- _Texte fourni_
━━━━━━━━
France | France, Cour d'appel de Paris, Pôle 6 - chambre 8, 23 mai 2013, 11/08513


RÉPUBLIQUE FRANÇAISE

AU NOM DU PEUPLE FRANÇAIS





COUR D'APPEL DE PARIS

Pôle 6 - Chambre 8



ARRÊT DU 23 Mai 2013

(n° , pages)



Numéro d'inscription au répertoire général : S 11/08513 - MAC



Décision déférée à la Cour : jugement rendu le 14 Juin 2011 par Conseil de Prud'hommes - Formation paritaire de PARIS section industrie RG n° 10/14573



APPELANTE

SAS ALTIS INTERIM

[Adresse 1]

[Localité 2]

représentée par Me Michèle UZAN FALLOT, avocat au barreau de

PARIS, toque : C1095



INTIMES

Monsieur [W] [F]

[Adresse 3]

[Adresse 3]

[Localité 3]

comparant en personne, assisté de Me Alina PARAGYIOS, avocat au barreau de PARIS, t...

RÉPUBLIQUE FRANÇAISE

AU NOM DU PEUPLE FRANÇAIS

COUR D'APPEL DE PARIS

Pôle 6 - Chambre 8

ARRÊT DU 23 Mai 2013

(n° , pages)

Numéro d'inscription au répertoire général : S 11/08513 - MAC

Décision déférée à la Cour : jugement rendu le 14 Juin 2011 par Conseil de Prud'hommes - Formation paritaire de PARIS section industrie RG n° 10/14573

APPELANTE

SAS ALTIS INTERIM

[Adresse 1]

[Localité 2]

représentée par Me Michèle UZAN FALLOT, avocat au barreau de PARIS, toque : C1095

INTIMES

Monsieur [W] [F]

[Adresse 3]

[Adresse 3]

[Localité 3]

comparant en personne, assisté de Me Alina PARAGYIOS, avocat au barreau de PARIS, toque : A0374

SARL ENTREPRISE LEGER-PAGNY

[Adresse 2]

[Localité 1]

non comparante

COMPOSITION DE LA COUR :

En application des dispositions de l'article 945-1 du code de procédure civile, l'affaire a été débattue le 12 Avril 2013, en audience publique, les parties ne s'y étant pas opposées, devant Mme Marie-Antoinette COLAS, Conseillère, chargée d'instruire l'affaire.

Ce magistrat a rendu compte des plaidoiries dans le délibéré de la Cour, composée de :

Mme Catherine METADIEU, Présidente

Mme Marie-Elisabeth OPPELT-RÉVENEAU, Conseillère

Mme Marie-Antoinette COLAS, Conseillère

Greffier : Mme Anne-Marie CHEVTZOFF, lors des débats

ARRET :

- REPUTE CONTRADICTOIRE

- prononcé publiquement par mise à disposition de l'arrêt au greffe de la Cour, les parties en ayant été préalablement avisées dans les conditions prévues au deuxième alinéa de l'article 450 du Code de procédure civile.

- signé par Mme Catherine METADIEU, présidente et par Mme Anne-Marie CHEVTZOFF, greffier, à laquelle la minute de la décision a été remise par le magistrat signataire.

EXPOSÉ DU LITIGE :

M. [F] a été engagé le 12 juillet 2010 par la société de travail temporaire Altis Intérim et mis à la disposition de la SA Entreprise Léger- Pagny, entreprise de plomberie.

La mission initiale d'une durée d'une semaine a été renouvelée jusqu'au 30 juillet 2010, dernier jour de travail de M. [F].
━━━━━━━━
- _Annotations de coordonnées_

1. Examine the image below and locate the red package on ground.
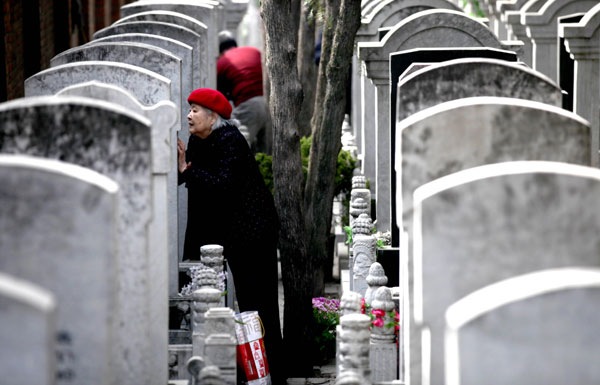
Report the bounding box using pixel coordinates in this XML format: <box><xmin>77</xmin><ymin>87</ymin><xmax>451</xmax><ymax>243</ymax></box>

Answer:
<box><xmin>235</xmin><ymin>311</ymin><xmax>271</xmax><ymax>385</ymax></box>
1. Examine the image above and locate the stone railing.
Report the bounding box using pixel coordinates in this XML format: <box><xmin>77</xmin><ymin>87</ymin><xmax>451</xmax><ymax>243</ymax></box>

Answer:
<box><xmin>336</xmin><ymin>262</ymin><xmax>400</xmax><ymax>385</ymax></box>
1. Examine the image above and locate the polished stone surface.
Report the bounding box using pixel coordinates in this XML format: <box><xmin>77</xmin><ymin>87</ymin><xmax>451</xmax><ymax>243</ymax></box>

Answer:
<box><xmin>0</xmin><ymin>154</ymin><xmax>119</xmax><ymax>385</ymax></box>
<box><xmin>412</xmin><ymin>161</ymin><xmax>600</xmax><ymax>383</ymax></box>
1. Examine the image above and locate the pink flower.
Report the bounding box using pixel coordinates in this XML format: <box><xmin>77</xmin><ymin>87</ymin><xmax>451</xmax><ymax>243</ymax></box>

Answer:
<box><xmin>371</xmin><ymin>318</ymin><xmax>383</xmax><ymax>328</ymax></box>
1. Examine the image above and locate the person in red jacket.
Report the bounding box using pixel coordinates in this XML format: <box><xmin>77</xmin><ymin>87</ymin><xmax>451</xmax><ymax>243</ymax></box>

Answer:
<box><xmin>217</xmin><ymin>31</ymin><xmax>272</xmax><ymax>154</ymax></box>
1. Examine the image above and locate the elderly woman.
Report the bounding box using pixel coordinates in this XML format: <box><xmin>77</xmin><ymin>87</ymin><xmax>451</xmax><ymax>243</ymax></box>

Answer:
<box><xmin>177</xmin><ymin>88</ymin><xmax>285</xmax><ymax>384</ymax></box>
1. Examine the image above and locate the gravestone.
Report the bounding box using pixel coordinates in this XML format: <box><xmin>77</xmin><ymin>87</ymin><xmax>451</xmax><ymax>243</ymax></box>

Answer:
<box><xmin>0</xmin><ymin>152</ymin><xmax>119</xmax><ymax>385</ymax></box>
<box><xmin>0</xmin><ymin>270</ymin><xmax>56</xmax><ymax>385</ymax></box>
<box><xmin>87</xmin><ymin>33</ymin><xmax>194</xmax><ymax>134</ymax></box>
<box><xmin>351</xmin><ymin>0</ymin><xmax>460</xmax><ymax>195</ymax></box>
<box><xmin>396</xmin><ymin>58</ymin><xmax>562</xmax><ymax>122</ymax></box>
<box><xmin>50</xmin><ymin>42</ymin><xmax>183</xmax><ymax>128</ymax></box>
<box><xmin>381</xmin><ymin>47</ymin><xmax>517</xmax><ymax>247</ymax></box>
<box><xmin>413</xmin><ymin>161</ymin><xmax>600</xmax><ymax>383</ymax></box>
<box><xmin>94</xmin><ymin>21</ymin><xmax>206</xmax><ymax>89</ymax></box>
<box><xmin>561</xmin><ymin>5</ymin><xmax>600</xmax><ymax>156</ymax></box>
<box><xmin>25</xmin><ymin>61</ymin><xmax>171</xmax><ymax>105</ymax></box>
<box><xmin>89</xmin><ymin>21</ymin><xmax>206</xmax><ymax>255</ymax></box>
<box><xmin>357</xmin><ymin>10</ymin><xmax>502</xmax><ymax>231</ymax></box>
<box><xmin>0</xmin><ymin>96</ymin><xmax>157</xmax><ymax>385</ymax></box>
<box><xmin>557</xmin><ymin>13</ymin><xmax>587</xmax><ymax>111</ymax></box>
<box><xmin>396</xmin><ymin>97</ymin><xmax>593</xmax><ymax>384</ymax></box>
<box><xmin>114</xmin><ymin>11</ymin><xmax>210</xmax><ymax>88</ymax></box>
<box><xmin>57</xmin><ymin>81</ymin><xmax>178</xmax><ymax>380</ymax></box>
<box><xmin>504</xmin><ymin>0</ymin><xmax>546</xmax><ymax>68</ymax></box>
<box><xmin>521</xmin><ymin>0</ymin><xmax>598</xmax><ymax>81</ymax></box>
<box><xmin>445</xmin><ymin>268</ymin><xmax>600</xmax><ymax>385</ymax></box>
<box><xmin>121</xmin><ymin>0</ymin><xmax>224</xmax><ymax>88</ymax></box>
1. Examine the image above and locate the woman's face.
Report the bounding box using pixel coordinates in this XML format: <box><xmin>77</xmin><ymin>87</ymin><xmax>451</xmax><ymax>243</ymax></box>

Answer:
<box><xmin>187</xmin><ymin>103</ymin><xmax>217</xmax><ymax>139</ymax></box>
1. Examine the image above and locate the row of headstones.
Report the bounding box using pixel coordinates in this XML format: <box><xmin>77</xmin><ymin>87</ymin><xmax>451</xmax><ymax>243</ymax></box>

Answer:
<box><xmin>352</xmin><ymin>0</ymin><xmax>600</xmax><ymax>240</ymax></box>
<box><xmin>0</xmin><ymin>0</ymin><xmax>248</xmax><ymax>385</ymax></box>
<box><xmin>346</xmin><ymin>0</ymin><xmax>598</xmax><ymax>383</ymax></box>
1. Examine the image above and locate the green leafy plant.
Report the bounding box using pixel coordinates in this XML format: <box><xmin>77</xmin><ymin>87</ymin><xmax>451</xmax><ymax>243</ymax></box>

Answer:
<box><xmin>254</xmin><ymin>152</ymin><xmax>273</xmax><ymax>194</ymax></box>
<box><xmin>312</xmin><ymin>297</ymin><xmax>340</xmax><ymax>364</ymax></box>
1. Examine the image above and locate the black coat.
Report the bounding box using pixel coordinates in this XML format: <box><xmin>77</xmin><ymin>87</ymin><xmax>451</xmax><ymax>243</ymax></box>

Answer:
<box><xmin>179</xmin><ymin>124</ymin><xmax>278</xmax><ymax>260</ymax></box>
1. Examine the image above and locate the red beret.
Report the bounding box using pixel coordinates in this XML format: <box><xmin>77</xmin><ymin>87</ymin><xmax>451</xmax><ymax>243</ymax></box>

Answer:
<box><xmin>188</xmin><ymin>88</ymin><xmax>231</xmax><ymax>119</ymax></box>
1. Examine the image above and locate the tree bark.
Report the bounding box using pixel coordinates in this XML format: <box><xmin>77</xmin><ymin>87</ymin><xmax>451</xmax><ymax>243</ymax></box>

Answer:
<box><xmin>311</xmin><ymin>0</ymin><xmax>338</xmax><ymax>133</ymax></box>
<box><xmin>298</xmin><ymin>2</ymin><xmax>318</xmax><ymax>136</ymax></box>
<box><xmin>261</xmin><ymin>0</ymin><xmax>312</xmax><ymax>377</ymax></box>
<box><xmin>304</xmin><ymin>0</ymin><xmax>360</xmax><ymax>294</ymax></box>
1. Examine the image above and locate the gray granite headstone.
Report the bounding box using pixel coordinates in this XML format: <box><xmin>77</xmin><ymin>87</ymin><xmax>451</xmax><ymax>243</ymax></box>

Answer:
<box><xmin>57</xmin><ymin>81</ymin><xmax>178</xmax><ymax>294</ymax></box>
<box><xmin>396</xmin><ymin>58</ymin><xmax>562</xmax><ymax>121</ymax></box>
<box><xmin>521</xmin><ymin>0</ymin><xmax>598</xmax><ymax>81</ymax></box>
<box><xmin>0</xmin><ymin>154</ymin><xmax>119</xmax><ymax>385</ymax></box>
<box><xmin>0</xmin><ymin>268</ymin><xmax>56</xmax><ymax>385</ymax></box>
<box><xmin>351</xmin><ymin>0</ymin><xmax>459</xmax><ymax>195</ymax></box>
<box><xmin>413</xmin><ymin>161</ymin><xmax>600</xmax><ymax>384</ymax></box>
<box><xmin>50</xmin><ymin>42</ymin><xmax>182</xmax><ymax>127</ymax></box>
<box><xmin>25</xmin><ymin>61</ymin><xmax>171</xmax><ymax>105</ymax></box>
<box><xmin>87</xmin><ymin>33</ymin><xmax>194</xmax><ymax>135</ymax></box>
<box><xmin>357</xmin><ymin>9</ymin><xmax>502</xmax><ymax>231</ymax></box>
<box><xmin>445</xmin><ymin>268</ymin><xmax>600</xmax><ymax>385</ymax></box>
<box><xmin>504</xmin><ymin>0</ymin><xmax>546</xmax><ymax>68</ymax></box>
<box><xmin>115</xmin><ymin>11</ymin><xmax>210</xmax><ymax>89</ymax></box>
<box><xmin>94</xmin><ymin>21</ymin><xmax>205</xmax><ymax>88</ymax></box>
<box><xmin>57</xmin><ymin>82</ymin><xmax>178</xmax><ymax>380</ymax></box>
<box><xmin>0</xmin><ymin>96</ymin><xmax>157</xmax><ymax>384</ymax></box>
<box><xmin>94</xmin><ymin>21</ymin><xmax>204</xmax><ymax>257</ymax></box>
<box><xmin>396</xmin><ymin>97</ymin><xmax>592</xmax><ymax>384</ymax></box>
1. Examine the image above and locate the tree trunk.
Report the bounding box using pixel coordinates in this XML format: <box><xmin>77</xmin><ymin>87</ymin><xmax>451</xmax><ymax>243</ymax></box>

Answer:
<box><xmin>311</xmin><ymin>0</ymin><xmax>338</xmax><ymax>134</ymax></box>
<box><xmin>304</xmin><ymin>0</ymin><xmax>360</xmax><ymax>294</ymax></box>
<box><xmin>261</xmin><ymin>0</ymin><xmax>312</xmax><ymax>377</ymax></box>
<box><xmin>298</xmin><ymin>2</ymin><xmax>318</xmax><ymax>136</ymax></box>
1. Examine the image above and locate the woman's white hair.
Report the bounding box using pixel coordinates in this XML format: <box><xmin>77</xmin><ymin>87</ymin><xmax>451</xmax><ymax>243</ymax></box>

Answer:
<box><xmin>200</xmin><ymin>106</ymin><xmax>240</xmax><ymax>130</ymax></box>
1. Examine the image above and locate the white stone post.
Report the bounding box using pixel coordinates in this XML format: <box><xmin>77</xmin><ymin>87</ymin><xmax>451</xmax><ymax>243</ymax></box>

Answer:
<box><xmin>370</xmin><ymin>286</ymin><xmax>398</xmax><ymax>382</ymax></box>
<box><xmin>349</xmin><ymin>214</ymin><xmax>377</xmax><ymax>295</ymax></box>
<box><xmin>204</xmin><ymin>307</ymin><xmax>237</xmax><ymax>385</ymax></box>
<box><xmin>338</xmin><ymin>314</ymin><xmax>371</xmax><ymax>383</ymax></box>
<box><xmin>350</xmin><ymin>175</ymin><xmax>371</xmax><ymax>227</ymax></box>
<box><xmin>192</xmin><ymin>268</ymin><xmax>222</xmax><ymax>356</ymax></box>
<box><xmin>335</xmin><ymin>291</ymin><xmax>362</xmax><ymax>376</ymax></box>
<box><xmin>365</xmin><ymin>262</ymin><xmax>387</xmax><ymax>306</ymax></box>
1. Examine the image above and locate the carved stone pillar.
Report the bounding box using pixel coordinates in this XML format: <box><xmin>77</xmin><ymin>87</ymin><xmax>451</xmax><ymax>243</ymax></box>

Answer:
<box><xmin>338</xmin><ymin>314</ymin><xmax>371</xmax><ymax>379</ymax></box>
<box><xmin>351</xmin><ymin>234</ymin><xmax>377</xmax><ymax>296</ymax></box>
<box><xmin>200</xmin><ymin>245</ymin><xmax>232</xmax><ymax>306</ymax></box>
<box><xmin>370</xmin><ymin>286</ymin><xmax>398</xmax><ymax>382</ymax></box>
<box><xmin>365</xmin><ymin>262</ymin><xmax>387</xmax><ymax>306</ymax></box>
<box><xmin>200</xmin><ymin>245</ymin><xmax>223</xmax><ymax>273</ymax></box>
<box><xmin>204</xmin><ymin>307</ymin><xmax>237</xmax><ymax>385</ymax></box>
<box><xmin>348</xmin><ymin>213</ymin><xmax>373</xmax><ymax>295</ymax></box>
<box><xmin>192</xmin><ymin>268</ymin><xmax>222</xmax><ymax>356</ymax></box>
<box><xmin>335</xmin><ymin>291</ymin><xmax>362</xmax><ymax>376</ymax></box>
<box><xmin>350</xmin><ymin>175</ymin><xmax>371</xmax><ymax>227</ymax></box>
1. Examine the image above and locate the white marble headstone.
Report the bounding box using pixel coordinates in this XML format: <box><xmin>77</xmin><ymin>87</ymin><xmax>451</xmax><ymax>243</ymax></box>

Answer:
<box><xmin>0</xmin><ymin>154</ymin><xmax>119</xmax><ymax>385</ymax></box>
<box><xmin>445</xmin><ymin>268</ymin><xmax>600</xmax><ymax>385</ymax></box>
<box><xmin>0</xmin><ymin>270</ymin><xmax>56</xmax><ymax>385</ymax></box>
<box><xmin>413</xmin><ymin>161</ymin><xmax>600</xmax><ymax>383</ymax></box>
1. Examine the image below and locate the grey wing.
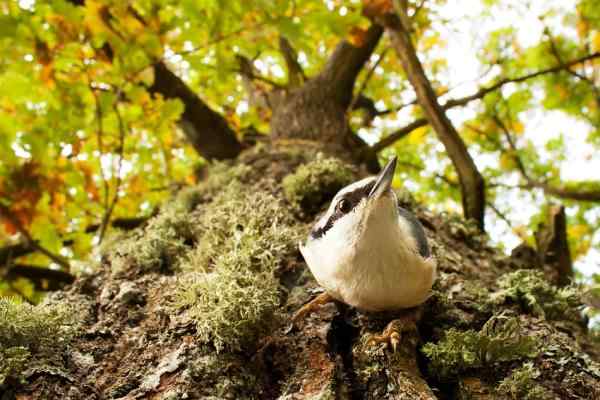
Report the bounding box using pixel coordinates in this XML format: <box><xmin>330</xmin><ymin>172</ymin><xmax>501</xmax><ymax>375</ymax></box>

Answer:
<box><xmin>398</xmin><ymin>206</ymin><xmax>431</xmax><ymax>258</ymax></box>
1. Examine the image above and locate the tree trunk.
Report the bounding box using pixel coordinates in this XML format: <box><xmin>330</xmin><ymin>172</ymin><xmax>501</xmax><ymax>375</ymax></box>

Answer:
<box><xmin>2</xmin><ymin>137</ymin><xmax>600</xmax><ymax>399</ymax></box>
<box><xmin>0</xmin><ymin>21</ymin><xmax>600</xmax><ymax>400</ymax></box>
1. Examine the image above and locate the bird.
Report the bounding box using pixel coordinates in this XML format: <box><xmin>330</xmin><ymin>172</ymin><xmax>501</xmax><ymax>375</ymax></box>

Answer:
<box><xmin>292</xmin><ymin>157</ymin><xmax>437</xmax><ymax>351</ymax></box>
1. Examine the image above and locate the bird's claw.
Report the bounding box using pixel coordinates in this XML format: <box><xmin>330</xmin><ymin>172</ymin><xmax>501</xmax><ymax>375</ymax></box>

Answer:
<box><xmin>367</xmin><ymin>323</ymin><xmax>402</xmax><ymax>353</ymax></box>
<box><xmin>291</xmin><ymin>292</ymin><xmax>334</xmax><ymax>326</ymax></box>
<box><xmin>367</xmin><ymin>317</ymin><xmax>417</xmax><ymax>353</ymax></box>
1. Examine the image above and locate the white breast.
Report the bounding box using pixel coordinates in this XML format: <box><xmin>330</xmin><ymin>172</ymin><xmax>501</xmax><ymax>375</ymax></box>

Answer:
<box><xmin>301</xmin><ymin>211</ymin><xmax>436</xmax><ymax>311</ymax></box>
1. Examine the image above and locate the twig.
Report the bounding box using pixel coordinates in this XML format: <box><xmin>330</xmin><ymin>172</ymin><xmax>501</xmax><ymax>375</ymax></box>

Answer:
<box><xmin>487</xmin><ymin>201</ymin><xmax>515</xmax><ymax>231</ymax></box>
<box><xmin>98</xmin><ymin>96</ymin><xmax>126</xmax><ymax>244</ymax></box>
<box><xmin>88</xmin><ymin>83</ymin><xmax>110</xmax><ymax>210</ymax></box>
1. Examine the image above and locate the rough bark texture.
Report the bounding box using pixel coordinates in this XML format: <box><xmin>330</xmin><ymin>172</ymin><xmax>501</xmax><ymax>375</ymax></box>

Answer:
<box><xmin>271</xmin><ymin>25</ymin><xmax>383</xmax><ymax>167</ymax></box>
<box><xmin>0</xmin><ymin>141</ymin><xmax>600</xmax><ymax>400</ymax></box>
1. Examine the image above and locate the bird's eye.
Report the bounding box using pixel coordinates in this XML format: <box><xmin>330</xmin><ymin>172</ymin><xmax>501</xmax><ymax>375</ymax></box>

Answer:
<box><xmin>337</xmin><ymin>199</ymin><xmax>352</xmax><ymax>214</ymax></box>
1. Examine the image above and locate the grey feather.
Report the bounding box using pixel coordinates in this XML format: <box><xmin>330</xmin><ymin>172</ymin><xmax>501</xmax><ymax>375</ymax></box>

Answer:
<box><xmin>398</xmin><ymin>206</ymin><xmax>431</xmax><ymax>258</ymax></box>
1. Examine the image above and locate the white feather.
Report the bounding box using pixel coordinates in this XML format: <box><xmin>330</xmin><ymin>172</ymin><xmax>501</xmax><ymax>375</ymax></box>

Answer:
<box><xmin>300</xmin><ymin>184</ymin><xmax>436</xmax><ymax>311</ymax></box>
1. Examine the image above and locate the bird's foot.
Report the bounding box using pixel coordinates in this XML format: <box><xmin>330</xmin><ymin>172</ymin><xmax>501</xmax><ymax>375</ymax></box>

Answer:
<box><xmin>292</xmin><ymin>292</ymin><xmax>335</xmax><ymax>325</ymax></box>
<box><xmin>367</xmin><ymin>316</ymin><xmax>417</xmax><ymax>353</ymax></box>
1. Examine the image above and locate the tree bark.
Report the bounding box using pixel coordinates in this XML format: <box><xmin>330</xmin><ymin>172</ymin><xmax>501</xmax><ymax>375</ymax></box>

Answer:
<box><xmin>271</xmin><ymin>24</ymin><xmax>383</xmax><ymax>151</ymax></box>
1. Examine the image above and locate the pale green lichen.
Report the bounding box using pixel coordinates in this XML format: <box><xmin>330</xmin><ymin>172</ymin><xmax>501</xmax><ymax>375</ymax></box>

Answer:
<box><xmin>496</xmin><ymin>362</ymin><xmax>555</xmax><ymax>400</ymax></box>
<box><xmin>169</xmin><ymin>161</ymin><xmax>252</xmax><ymax>212</ymax></box>
<box><xmin>0</xmin><ymin>298</ymin><xmax>76</xmax><ymax>385</ymax></box>
<box><xmin>110</xmin><ymin>208</ymin><xmax>195</xmax><ymax>273</ymax></box>
<box><xmin>282</xmin><ymin>157</ymin><xmax>356</xmax><ymax>213</ymax></box>
<box><xmin>111</xmin><ymin>162</ymin><xmax>250</xmax><ymax>273</ymax></box>
<box><xmin>423</xmin><ymin>314</ymin><xmax>540</xmax><ymax>378</ymax></box>
<box><xmin>491</xmin><ymin>269</ymin><xmax>581</xmax><ymax>320</ymax></box>
<box><xmin>174</xmin><ymin>182</ymin><xmax>302</xmax><ymax>351</ymax></box>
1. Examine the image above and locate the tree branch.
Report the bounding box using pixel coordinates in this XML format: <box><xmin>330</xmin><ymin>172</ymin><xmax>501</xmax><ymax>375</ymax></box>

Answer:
<box><xmin>149</xmin><ymin>62</ymin><xmax>242</xmax><ymax>159</ymax></box>
<box><xmin>3</xmin><ymin>264</ymin><xmax>75</xmax><ymax>290</ymax></box>
<box><xmin>371</xmin><ymin>118</ymin><xmax>428</xmax><ymax>153</ymax></box>
<box><xmin>493</xmin><ymin>116</ymin><xmax>600</xmax><ymax>202</ymax></box>
<box><xmin>98</xmin><ymin>100</ymin><xmax>125</xmax><ymax>244</ymax></box>
<box><xmin>279</xmin><ymin>35</ymin><xmax>306</xmax><ymax>88</ymax></box>
<box><xmin>0</xmin><ymin>212</ymin><xmax>150</xmax><ymax>265</ymax></box>
<box><xmin>318</xmin><ymin>24</ymin><xmax>383</xmax><ymax>108</ymax></box>
<box><xmin>349</xmin><ymin>47</ymin><xmax>389</xmax><ymax>112</ymax></box>
<box><xmin>380</xmin><ymin>7</ymin><xmax>485</xmax><ymax>230</ymax></box>
<box><xmin>535</xmin><ymin>205</ymin><xmax>573</xmax><ymax>286</ymax></box>
<box><xmin>372</xmin><ymin>52</ymin><xmax>600</xmax><ymax>152</ymax></box>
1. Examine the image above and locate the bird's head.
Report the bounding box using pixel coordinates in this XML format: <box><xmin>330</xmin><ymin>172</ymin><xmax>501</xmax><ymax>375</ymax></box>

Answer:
<box><xmin>306</xmin><ymin>157</ymin><xmax>398</xmax><ymax>252</ymax></box>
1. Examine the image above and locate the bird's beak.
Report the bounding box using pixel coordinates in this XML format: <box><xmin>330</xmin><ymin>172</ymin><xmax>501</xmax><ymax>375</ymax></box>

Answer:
<box><xmin>369</xmin><ymin>156</ymin><xmax>397</xmax><ymax>199</ymax></box>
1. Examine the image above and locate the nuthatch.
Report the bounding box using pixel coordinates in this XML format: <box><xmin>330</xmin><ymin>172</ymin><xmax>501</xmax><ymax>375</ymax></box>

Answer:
<box><xmin>294</xmin><ymin>157</ymin><xmax>436</xmax><ymax>347</ymax></box>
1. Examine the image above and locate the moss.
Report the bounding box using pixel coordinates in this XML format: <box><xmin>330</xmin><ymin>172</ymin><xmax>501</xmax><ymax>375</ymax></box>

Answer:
<box><xmin>282</xmin><ymin>158</ymin><xmax>355</xmax><ymax>214</ymax></box>
<box><xmin>110</xmin><ymin>208</ymin><xmax>195</xmax><ymax>273</ymax></box>
<box><xmin>0</xmin><ymin>299</ymin><xmax>76</xmax><ymax>385</ymax></box>
<box><xmin>423</xmin><ymin>314</ymin><xmax>540</xmax><ymax>378</ymax></box>
<box><xmin>170</xmin><ymin>161</ymin><xmax>252</xmax><ymax>212</ymax></box>
<box><xmin>491</xmin><ymin>269</ymin><xmax>581</xmax><ymax>320</ymax></box>
<box><xmin>496</xmin><ymin>362</ymin><xmax>555</xmax><ymax>400</ymax></box>
<box><xmin>174</xmin><ymin>182</ymin><xmax>302</xmax><ymax>351</ymax></box>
━━━━━━━━
- _Objectif 1_
Reproduisez, s'il vous plaît, le passage de l'arrêt commençant à « - REPUTE CONTRADICTOIRE » et se terminant à « entreprise de plomberie. ».
- _Objectif 2_
D'après l'arrêt, quels magistrats composaient la Cour lors du délibéré ?
Les entrées proviennent d'une source distincte de l'arrêt.

- _Solution 1_
- REPUTE CONTRADICTOIRE

- prononcé publiquement par mise à disposition de l'arrêt au greffe de la Cour, les parties en ayant été préalablement avisées dans les conditions prévues au deuxième alinéa de l'article 450 du Code de procédure civile.

- signé par Mme Catherine METADIEU, présidente et par Mme Anne-Marie CHEVTZOFF, greffier, à laquelle la minute de la décision a été remise par le magistrat signataire.

EXPOSÉ DU LITIGE :

M. [F] a été engagé le 12 juillet 2010 par la société de travail temporaire Altis Intérim et mis à la disposition de la SA Entreprise Léger- Pagny, entreprise de plomberie.

- _Solution 2_
- Mme Catherine METADIEU, Présidente
- Mme Marie-Elisabeth OPPELT-RÉVENEAU, Conseillère
- Mme Marie-Antoinette COLAS, Conseillère